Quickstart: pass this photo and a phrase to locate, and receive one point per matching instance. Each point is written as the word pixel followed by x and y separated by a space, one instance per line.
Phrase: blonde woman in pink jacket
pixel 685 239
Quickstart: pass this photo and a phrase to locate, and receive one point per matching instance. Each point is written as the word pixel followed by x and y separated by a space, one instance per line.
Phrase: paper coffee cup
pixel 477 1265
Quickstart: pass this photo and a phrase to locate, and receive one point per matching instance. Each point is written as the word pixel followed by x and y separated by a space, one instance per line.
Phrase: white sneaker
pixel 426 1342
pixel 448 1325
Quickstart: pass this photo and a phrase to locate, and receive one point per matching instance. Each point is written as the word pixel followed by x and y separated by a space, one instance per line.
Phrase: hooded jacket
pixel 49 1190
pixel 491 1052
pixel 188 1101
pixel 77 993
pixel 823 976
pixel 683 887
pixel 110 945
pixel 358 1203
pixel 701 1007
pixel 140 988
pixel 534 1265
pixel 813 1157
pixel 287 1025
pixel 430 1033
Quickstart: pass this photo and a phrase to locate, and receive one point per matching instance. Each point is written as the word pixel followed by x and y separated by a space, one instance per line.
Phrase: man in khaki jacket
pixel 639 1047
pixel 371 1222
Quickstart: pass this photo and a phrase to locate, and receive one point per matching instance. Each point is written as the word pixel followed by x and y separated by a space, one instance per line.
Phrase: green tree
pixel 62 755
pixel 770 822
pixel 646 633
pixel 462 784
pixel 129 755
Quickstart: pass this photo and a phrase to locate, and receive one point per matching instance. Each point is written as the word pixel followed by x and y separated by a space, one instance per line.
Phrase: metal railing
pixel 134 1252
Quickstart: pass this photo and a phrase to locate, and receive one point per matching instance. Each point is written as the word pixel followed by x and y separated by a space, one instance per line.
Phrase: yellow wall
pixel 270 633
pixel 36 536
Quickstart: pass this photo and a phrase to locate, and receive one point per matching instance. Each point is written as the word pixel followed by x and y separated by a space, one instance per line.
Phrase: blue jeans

━━━━━━━━━━━━━━━━

Give all the entries again exactly; leave none out.

EXERCISE SOLUTION:
Quickstart: pass this photo and a phrase to locate, and receive one point per matching instance. Each point is written as the word pixel followed by x and y separated by a space, one instance per line.
Phrase: blonde woman in pink jacket
pixel 685 239
Quickstart: pass this photo and a phrase to locate, and receive one point per matching instance. Each point is written as the word pixel followed by x and y separated by a space, one instance per line.
Phrase: paper coffee cup
pixel 477 1265
Quickstart: pass this photo and a phrase to locate, and receive one point per matching instance. Each point is written as the word pixel followed by x and y separated by a space, one instance per line.
Phrase: white sneaker
pixel 426 1342
pixel 448 1325
Quickstart: pass this photo and a phrase to locate, and receive one point per matching instance. Each point is written as the word pixel followed by x and y separated by a space, one instance per line.
Phrase: hooded jacket
pixel 49 1190
pixel 491 1052
pixel 188 1101
pixel 77 993
pixel 823 976
pixel 683 887
pixel 110 945
pixel 358 1203
pixel 701 1007
pixel 140 988
pixel 534 1265
pixel 813 1157
pixel 287 1025
pixel 430 1033
Quickstart: pass this photo and a phrase to locate, and receive one point per matching instance. Each point is written as the word pixel followed by x and y separated by a space, one instance per line.
Phrase: man in khaki jacket
pixel 639 1047
pixel 371 1222
Quickstart: pass this photo and a phrase to locate, and receive one point per matching instance. Each point is written as the word pixel followed by x and y separated by a space, one instance per line.
Phrase: green tree
pixel 62 755
pixel 770 822
pixel 646 633
pixel 462 784
pixel 129 755
Quickstart: pass this photo and a phrase to locate, and receive one point per matching instance. Each point is written as the word pixel followed by x and y separated by a space, one instance per line.
Phrase: metal railing
pixel 134 1252
Quickstart: pass this photo and a phrase to locate, and receive one point per matching instance. Each point is written as the word pixel followed by x and y separated by a space, one instance per line.
Phrase: yellow wall
pixel 270 633
pixel 36 536
Quickstart: pass this photo and a phrase to locate, and receive one point per matching instance. Each point is written as the word pixel followed by x and y separated by a space, one instance per line.
Phrase: blue jeans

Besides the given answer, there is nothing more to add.